* **Aufgabe 1**
Wie viele Schiffchen gibt es laut dem Textabschnitt über die Blumenkübel in der Gera seit 2003?
#### Textabschnitt
Es ist kurz vor 9 Uhr an einem kühlen Tag im November. Der graue Dunst hängt noch in den Straßen. Die Leute in der Erfurter Innenstadt haben ihre Gesichter unter Kapuzen und dicken Schals vergraben. Sie sind mit schnellen Schritten unterwegs und sehen hektisch aus. Vermutlich sind sie auf dem Weg zur Arbeit, haben die Kinder zum Kindergarten gebracht oder müssen ganz Wichtiges in der Stadt besorgen.

Ich stehe auf der Schlösserbrücke und wende meinen Blick von der Hektik in der Fußgängerzone runter auf die Gera. Der Fluss fließt kühl und entschlossen vor sich hin. Ein paar Enten sind zu sehen und machen das, was Enten eben so machen. Dann fällt mir ein unscheinbarer Herr auf. Er stapft mit Gummistiefeln durch die Gera. Seelenruhig. Tiefenentspannt. Und mit einem Lächeln auf dem Gesicht.

Wie es der Zufall wollte, war ich genau mit diesem Mann verabredet 😉 Alles, was ich wusste war, dass er sich um die sogenannten Schiffchen in der Gera kümmert. Schätzungsweise 97,5% der Erfurter kennen diese Blumenkübel im Erfurter Flüsschen. Warum sie dort stehen, wer sie pflegt, dass ist wohl ein kleines Geheimnis. Bis jetzt…

Seit 2003 gibt es insgesamt 12 Schiffchen auf der Gera zu bestaunen. Sie bestehen aus einem mit Erde gefülltem Kübel, dem Teller, vier Beinen und natürlich reichlich Blumen. Die Schiffchen sind Überbleibsel der Entente Florale. Gemeinsam aufblühen – ein bundesweiter Wettbewerb zur lebendigen Gestaltung der Stadt mit Grün und Blumen. Die Stadt Erfurt, Unternehmen und viele Einwohner nahmen daran teil. Es entstanden zahlreiche Grünflächen, unter anderem die besagten Schiffchen. Den Erfurtern gefiel ihre Flussbepflanzung so gut, dass sie auch nach 2003 erhalten bleiben sollten.
########
#### Einträge der Auflistung
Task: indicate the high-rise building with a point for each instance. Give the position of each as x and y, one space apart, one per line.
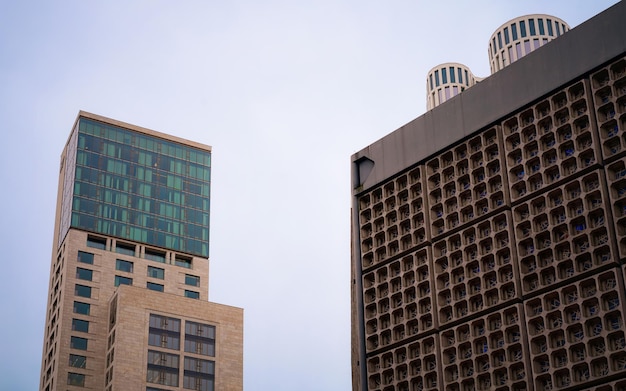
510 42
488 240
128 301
########
#### Einträge der Auflistung
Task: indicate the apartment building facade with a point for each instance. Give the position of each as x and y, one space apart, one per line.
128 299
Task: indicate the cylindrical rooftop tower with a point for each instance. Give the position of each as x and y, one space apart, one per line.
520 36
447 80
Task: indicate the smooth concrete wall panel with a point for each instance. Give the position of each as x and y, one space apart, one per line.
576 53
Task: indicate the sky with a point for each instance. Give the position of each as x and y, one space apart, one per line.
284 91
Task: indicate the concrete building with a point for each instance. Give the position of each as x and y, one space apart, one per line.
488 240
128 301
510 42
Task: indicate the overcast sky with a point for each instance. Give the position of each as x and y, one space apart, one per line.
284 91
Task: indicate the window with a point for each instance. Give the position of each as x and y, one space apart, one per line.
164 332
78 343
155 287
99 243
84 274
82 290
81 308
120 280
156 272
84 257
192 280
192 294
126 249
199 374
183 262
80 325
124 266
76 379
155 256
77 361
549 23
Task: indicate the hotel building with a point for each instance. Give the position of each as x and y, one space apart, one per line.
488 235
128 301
########
#### Einträge der Auflistung
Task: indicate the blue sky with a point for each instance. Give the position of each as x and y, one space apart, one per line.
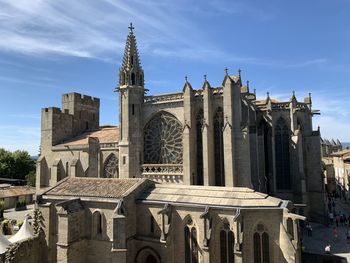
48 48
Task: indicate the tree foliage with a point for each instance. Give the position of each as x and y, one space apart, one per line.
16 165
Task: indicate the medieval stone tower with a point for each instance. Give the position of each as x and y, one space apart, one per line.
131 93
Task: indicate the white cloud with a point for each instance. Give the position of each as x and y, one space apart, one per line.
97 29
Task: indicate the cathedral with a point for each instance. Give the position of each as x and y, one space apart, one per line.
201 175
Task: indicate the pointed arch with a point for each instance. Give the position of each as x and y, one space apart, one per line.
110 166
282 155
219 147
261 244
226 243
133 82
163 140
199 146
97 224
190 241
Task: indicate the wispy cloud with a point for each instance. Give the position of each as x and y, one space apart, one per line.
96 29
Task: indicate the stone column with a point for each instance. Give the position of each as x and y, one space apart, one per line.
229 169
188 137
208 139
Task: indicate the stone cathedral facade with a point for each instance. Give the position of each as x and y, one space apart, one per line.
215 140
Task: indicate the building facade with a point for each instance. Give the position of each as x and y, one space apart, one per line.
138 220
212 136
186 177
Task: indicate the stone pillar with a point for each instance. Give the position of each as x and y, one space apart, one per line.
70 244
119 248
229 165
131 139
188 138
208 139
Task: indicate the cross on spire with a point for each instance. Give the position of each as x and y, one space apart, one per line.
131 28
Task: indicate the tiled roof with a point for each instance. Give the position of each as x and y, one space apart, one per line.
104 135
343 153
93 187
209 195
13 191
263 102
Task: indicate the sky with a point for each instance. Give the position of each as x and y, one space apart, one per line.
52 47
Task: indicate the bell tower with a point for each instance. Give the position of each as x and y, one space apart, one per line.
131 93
########
* **Aufgabe 2**
Nenne jede Zeile der Auflistung, in der das Wort „concrete“ vorkommt. Groß- und Kleinschreibung wird dabei unterschieden.

* **Vollständige Lösung 1**
Insgesamt 12.

* **Vollständige Lösung 2**
Task: indicate the smooth concrete wall panel with a point for each instance. Give the position of each as x and y, one space apart, one per line.
Task: indicate the concrete building with a point for each instance. Give the position of each as x and y, one space apart, one per line.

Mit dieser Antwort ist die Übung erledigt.